Task statement:
Quote the entries that follow exactly, leaving none out.

Data under study:
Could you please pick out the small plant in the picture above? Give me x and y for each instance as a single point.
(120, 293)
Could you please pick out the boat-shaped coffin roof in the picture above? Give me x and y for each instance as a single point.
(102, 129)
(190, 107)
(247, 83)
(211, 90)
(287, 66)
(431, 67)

Response:
Could you please pick out the small plant in the picture above? Give me x and y for each instance as a single point.
(120, 293)
Could you please pick out the boat-shaped coffin roof in the picture above? Give me x and y for each instance as a single point.
(102, 129)
(190, 107)
(247, 83)
(211, 90)
(287, 66)
(431, 67)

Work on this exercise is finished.